Jusqu'à récemment, on pensait que le disque stellaire nucléaire au centre de notre Galaxie s'était formé via une formation quasi-continue d'étoiles sur des milliards d'années. Mais une nouvelle analyse révèle que plus de 80% de ces étoiles ont plus de 8 milliards d'années. Et 15% se sont formées lors d'un événement qui a eu lieu il y a environ 1 milliard d'années. L'étude est parue dans Astronomy&Astrophysics.
Rainer Schödel (Instituto de Astrofísica de Andalucía) et ses collaborateurs ont exploité les données du relevé nommé GALACTICNUCLEUS, un catalogue d'observations du centre galactique qui a été mené avec le télescope Hubble. Ils se sont plus spécialement intéressés au champ de l'amas Quintuplet, qui se trouve à une distance projetée de 30 pc de Sgr A*, dans le but d'obtenir des nouvelles contraintes sur l'histoire de la formation du disque stellaire nucléaire.

§ **TRAVAIL DEMANDÉ**:
**1)** Selon le texte sur le disque stellaire nucléaire, pour quelle raison Rainer Schödel et ses collaborateurs se sont-ils plus spécialement intéressés au champ de l'amas Quintuplet ?
**2)** Reprenez le texte sur le disque stellaire nucléaire à partir de sa dernière phrase et poursuivez-le.

§ **ENREGISTREMENTS FOURNIS**:
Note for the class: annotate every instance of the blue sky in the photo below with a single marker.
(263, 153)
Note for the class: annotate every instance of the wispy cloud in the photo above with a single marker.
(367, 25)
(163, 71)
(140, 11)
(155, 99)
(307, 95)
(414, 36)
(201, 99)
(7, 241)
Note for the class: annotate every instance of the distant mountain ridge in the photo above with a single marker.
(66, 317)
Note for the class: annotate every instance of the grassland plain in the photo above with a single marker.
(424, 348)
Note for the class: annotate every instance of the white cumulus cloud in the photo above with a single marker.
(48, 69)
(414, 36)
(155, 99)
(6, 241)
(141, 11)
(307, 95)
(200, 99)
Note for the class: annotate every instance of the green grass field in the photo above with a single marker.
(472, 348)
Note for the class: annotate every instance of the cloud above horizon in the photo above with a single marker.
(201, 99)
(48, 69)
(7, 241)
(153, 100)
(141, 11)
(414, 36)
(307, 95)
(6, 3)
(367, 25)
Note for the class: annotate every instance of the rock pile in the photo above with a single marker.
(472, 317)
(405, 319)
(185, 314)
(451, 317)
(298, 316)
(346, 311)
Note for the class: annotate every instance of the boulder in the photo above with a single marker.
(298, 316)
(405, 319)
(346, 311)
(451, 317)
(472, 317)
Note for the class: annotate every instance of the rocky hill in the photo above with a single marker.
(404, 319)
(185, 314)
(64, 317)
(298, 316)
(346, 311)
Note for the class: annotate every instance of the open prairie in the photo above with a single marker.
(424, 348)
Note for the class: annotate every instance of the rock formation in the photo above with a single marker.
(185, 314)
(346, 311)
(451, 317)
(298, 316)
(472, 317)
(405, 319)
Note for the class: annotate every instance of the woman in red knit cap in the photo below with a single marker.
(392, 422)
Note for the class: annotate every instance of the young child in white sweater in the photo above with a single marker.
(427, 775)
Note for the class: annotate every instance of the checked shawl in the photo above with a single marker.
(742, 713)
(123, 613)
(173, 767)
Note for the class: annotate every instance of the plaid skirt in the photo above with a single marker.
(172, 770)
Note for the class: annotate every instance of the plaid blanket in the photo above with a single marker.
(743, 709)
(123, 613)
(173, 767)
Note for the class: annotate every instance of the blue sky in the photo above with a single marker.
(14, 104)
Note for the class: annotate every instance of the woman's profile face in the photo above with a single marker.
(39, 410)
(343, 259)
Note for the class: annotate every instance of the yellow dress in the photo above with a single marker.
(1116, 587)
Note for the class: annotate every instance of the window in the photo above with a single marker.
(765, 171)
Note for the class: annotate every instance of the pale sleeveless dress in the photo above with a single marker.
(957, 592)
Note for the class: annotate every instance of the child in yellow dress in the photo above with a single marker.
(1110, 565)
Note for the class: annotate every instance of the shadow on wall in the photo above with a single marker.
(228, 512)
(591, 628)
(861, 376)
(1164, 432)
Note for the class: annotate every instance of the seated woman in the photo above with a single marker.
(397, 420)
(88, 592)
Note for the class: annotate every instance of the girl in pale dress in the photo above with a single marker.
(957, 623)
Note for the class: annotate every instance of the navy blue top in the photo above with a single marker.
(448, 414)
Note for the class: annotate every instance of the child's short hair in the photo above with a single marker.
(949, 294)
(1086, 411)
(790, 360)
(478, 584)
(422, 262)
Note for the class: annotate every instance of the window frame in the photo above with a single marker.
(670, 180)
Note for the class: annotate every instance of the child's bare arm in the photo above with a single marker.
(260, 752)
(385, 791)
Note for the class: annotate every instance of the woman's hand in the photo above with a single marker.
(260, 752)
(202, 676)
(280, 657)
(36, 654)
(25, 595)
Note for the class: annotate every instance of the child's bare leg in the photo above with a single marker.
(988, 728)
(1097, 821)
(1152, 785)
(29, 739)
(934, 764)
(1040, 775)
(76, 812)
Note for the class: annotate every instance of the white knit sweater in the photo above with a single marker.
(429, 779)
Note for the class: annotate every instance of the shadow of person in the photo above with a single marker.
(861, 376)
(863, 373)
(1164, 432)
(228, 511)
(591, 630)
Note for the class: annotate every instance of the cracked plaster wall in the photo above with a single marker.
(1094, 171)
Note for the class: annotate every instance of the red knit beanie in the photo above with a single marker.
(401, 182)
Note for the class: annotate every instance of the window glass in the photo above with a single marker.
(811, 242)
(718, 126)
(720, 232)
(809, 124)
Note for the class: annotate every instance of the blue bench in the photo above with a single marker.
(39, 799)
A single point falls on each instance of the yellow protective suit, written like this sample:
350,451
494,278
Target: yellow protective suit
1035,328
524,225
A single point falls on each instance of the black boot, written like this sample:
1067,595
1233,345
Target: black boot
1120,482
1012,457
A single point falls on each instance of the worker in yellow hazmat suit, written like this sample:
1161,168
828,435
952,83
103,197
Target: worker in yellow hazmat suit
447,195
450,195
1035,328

§ **RÉPONSES ATTENDUES**:
**1)** Ce champ se trouve à une distance projetée de 30 pc de Sgr A*. Les chercheurs l'ont étudié dans le but d'obtenir de nouvelles contraintes sur l'histoire de la formation du disque stellaire nucléaire.

**2)**
Ce qu'on appelle le disque stellaire nucléaire est une structure stellaire dense, plate et en rotation d'environ un milliard d'étoiles qui est alignée avec le plan galactique, avec des dimensions d'environ 90 pc dans la direction radiale et 30 pc dans le sens vertical. On pense qu'il s'est probablement formé à partir de gaz transporté vers le centre galactique par la barre galactique, de la même manière que les disques nucléaires dans d'autres galaxies. En raison de l'extrême densité d'étoiles, les études de la population stellaire du disque nucléaire devraient être menées avec des résolutions angulaires inférieures à 0,2″, c'est-à-dire soit avec le HST ou le JWST, soit depuis le sol avec des techniques de speckle ou d'optique adaptative. Et en raison de la forte extinction interstellaire vers le centre galactique, les observations sensibles sont principalement limitées à la gamme de longueurs d'onde supérieures à 1,5 μm, où les couleurs stellaires intrinsèques sont faibles. Étant donné que l'extinction varie également à l'échelle de la seconde d'arc, il est extrêmement difficile d'utiliser des couleurs pour distinguer les différents types d'étoiles, mais les couleurs observées peuvent servir à réduire les magnitudes stellaires observées. En conséquence, les études de l'histoire de la formation d'étoiles du centre galactique utilisent soit la spectroscopie de champ intégrale à haute résolution angulaire pour étudier de petites régions, telles que le parsec central ou bien elles s'appuient sur l'analyse des fonctions de luminosité, lors de l'étude photométrique de grandes surfaces. C'est cette seconde méthode qu'on utilisée Rainer Schödel et ses collaborateurs sur un champ de 2' x 2'.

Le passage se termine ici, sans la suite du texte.